Task to carry out » Nothing but the lines below between the line holding "Query: blue jacket" and the line holding "Query: standing passenger", inclusive, should appear in the answer, each set down exactly.

Source information »

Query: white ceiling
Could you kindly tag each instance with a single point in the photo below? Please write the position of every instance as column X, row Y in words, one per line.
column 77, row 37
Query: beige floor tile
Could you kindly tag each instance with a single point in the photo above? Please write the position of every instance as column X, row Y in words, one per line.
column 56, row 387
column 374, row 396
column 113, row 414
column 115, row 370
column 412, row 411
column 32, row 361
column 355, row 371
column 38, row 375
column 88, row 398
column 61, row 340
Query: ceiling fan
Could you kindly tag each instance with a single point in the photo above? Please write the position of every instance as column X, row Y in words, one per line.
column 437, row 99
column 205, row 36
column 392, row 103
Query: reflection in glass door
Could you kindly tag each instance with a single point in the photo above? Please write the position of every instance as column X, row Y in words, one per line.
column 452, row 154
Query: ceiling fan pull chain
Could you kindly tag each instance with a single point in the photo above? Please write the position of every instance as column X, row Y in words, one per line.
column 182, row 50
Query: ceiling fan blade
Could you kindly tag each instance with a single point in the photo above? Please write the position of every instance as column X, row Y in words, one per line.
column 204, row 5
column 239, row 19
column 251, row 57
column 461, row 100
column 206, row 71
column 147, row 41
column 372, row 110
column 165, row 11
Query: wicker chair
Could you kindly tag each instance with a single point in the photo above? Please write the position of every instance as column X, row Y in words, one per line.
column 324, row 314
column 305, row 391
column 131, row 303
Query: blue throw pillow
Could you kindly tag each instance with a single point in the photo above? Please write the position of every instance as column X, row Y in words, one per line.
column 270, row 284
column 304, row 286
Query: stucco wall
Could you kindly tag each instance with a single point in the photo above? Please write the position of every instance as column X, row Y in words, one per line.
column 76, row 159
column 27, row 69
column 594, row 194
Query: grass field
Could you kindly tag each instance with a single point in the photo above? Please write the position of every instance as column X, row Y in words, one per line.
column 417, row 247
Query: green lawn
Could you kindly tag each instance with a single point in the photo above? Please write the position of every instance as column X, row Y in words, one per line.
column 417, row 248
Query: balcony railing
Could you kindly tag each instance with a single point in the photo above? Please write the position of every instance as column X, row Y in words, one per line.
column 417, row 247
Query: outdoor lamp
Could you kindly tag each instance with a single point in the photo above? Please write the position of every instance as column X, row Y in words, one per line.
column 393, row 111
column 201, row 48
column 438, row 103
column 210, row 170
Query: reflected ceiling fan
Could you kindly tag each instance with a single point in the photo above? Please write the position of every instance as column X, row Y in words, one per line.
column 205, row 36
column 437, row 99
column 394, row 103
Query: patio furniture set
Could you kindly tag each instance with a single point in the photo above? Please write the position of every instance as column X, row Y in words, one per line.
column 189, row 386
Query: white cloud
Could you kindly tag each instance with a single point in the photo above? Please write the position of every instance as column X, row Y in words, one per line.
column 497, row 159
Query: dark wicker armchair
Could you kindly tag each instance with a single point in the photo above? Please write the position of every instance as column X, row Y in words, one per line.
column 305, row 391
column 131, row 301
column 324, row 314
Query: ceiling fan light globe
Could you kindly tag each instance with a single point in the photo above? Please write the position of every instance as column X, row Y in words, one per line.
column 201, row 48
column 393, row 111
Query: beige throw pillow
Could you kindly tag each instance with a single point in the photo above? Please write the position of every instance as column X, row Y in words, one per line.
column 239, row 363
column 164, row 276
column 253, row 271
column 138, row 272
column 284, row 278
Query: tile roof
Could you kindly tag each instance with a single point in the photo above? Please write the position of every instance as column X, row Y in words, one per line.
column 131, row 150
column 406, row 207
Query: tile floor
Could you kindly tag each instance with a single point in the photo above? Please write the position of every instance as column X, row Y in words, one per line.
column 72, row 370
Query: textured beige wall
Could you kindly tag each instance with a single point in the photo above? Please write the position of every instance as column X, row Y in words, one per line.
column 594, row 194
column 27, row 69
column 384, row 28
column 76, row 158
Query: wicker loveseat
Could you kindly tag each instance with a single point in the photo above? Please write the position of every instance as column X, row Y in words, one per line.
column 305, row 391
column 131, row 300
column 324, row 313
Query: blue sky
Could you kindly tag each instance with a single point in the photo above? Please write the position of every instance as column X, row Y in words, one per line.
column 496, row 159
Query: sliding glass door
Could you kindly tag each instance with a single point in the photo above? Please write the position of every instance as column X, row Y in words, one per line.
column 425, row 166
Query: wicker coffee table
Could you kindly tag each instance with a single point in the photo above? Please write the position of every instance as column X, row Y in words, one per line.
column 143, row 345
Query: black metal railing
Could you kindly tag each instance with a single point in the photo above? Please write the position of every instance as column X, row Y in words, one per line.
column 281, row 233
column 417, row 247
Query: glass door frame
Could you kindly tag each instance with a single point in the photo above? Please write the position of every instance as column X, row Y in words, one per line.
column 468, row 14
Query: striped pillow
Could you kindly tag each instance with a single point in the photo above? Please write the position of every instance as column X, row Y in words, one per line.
* * *
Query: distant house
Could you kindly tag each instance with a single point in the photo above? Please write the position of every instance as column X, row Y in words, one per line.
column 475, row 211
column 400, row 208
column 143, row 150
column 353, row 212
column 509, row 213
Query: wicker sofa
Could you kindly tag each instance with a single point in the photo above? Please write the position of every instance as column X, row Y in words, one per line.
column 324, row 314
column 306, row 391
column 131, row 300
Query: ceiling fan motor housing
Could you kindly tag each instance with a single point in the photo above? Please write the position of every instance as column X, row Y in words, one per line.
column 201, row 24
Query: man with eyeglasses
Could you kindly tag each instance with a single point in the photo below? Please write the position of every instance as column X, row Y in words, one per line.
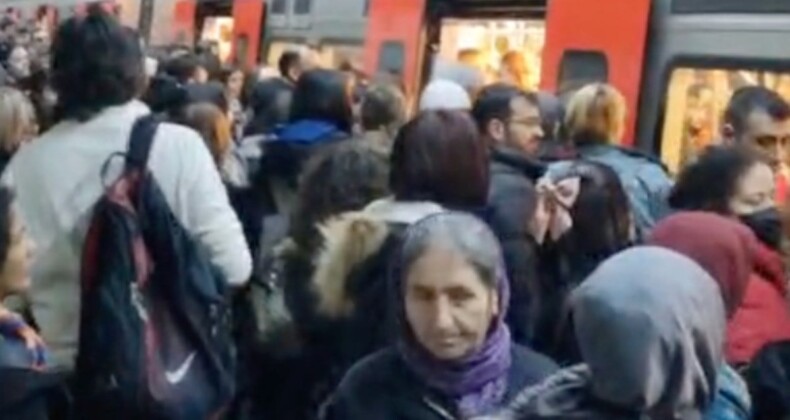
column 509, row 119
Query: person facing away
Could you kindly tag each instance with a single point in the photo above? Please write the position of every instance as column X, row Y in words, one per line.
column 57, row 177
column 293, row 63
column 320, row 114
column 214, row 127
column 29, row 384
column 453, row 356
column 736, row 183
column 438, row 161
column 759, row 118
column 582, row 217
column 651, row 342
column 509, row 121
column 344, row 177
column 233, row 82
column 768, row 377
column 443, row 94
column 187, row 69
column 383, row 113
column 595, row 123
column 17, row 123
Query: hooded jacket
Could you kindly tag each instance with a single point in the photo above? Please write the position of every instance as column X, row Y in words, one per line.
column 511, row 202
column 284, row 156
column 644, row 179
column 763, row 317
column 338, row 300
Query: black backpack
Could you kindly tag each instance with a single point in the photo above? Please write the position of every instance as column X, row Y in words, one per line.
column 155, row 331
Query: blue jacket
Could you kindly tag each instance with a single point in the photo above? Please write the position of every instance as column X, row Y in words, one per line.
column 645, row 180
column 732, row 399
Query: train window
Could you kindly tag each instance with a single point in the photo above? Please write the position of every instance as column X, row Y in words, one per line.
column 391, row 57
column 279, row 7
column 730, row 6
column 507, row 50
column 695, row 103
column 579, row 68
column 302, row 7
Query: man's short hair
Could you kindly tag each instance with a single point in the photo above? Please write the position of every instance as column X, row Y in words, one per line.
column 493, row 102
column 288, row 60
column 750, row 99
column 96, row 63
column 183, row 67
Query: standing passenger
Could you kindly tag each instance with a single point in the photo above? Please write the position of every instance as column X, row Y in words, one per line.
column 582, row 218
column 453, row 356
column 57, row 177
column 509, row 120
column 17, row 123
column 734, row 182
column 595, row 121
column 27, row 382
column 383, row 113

Response to this exercise »
Query: blue jacket
Could you kindly tag each instance with a single point in the photo above? Please write the position of every instance as column X, row Y in words, one per line.
column 645, row 180
column 732, row 399
Query: train window
Could you kindly tag each instance with a single point in the photo above? Please write the position of every instance as column X, row Y in words, one per line.
column 391, row 57
column 279, row 7
column 730, row 6
column 507, row 50
column 695, row 103
column 579, row 68
column 302, row 7
Query: man's short hair
Could you kindly tag each instance with a single point in the photo above? Please write the position of every instance as column X, row Y in words, one per line.
column 493, row 102
column 288, row 60
column 750, row 99
column 96, row 63
column 183, row 67
Query: standing passenger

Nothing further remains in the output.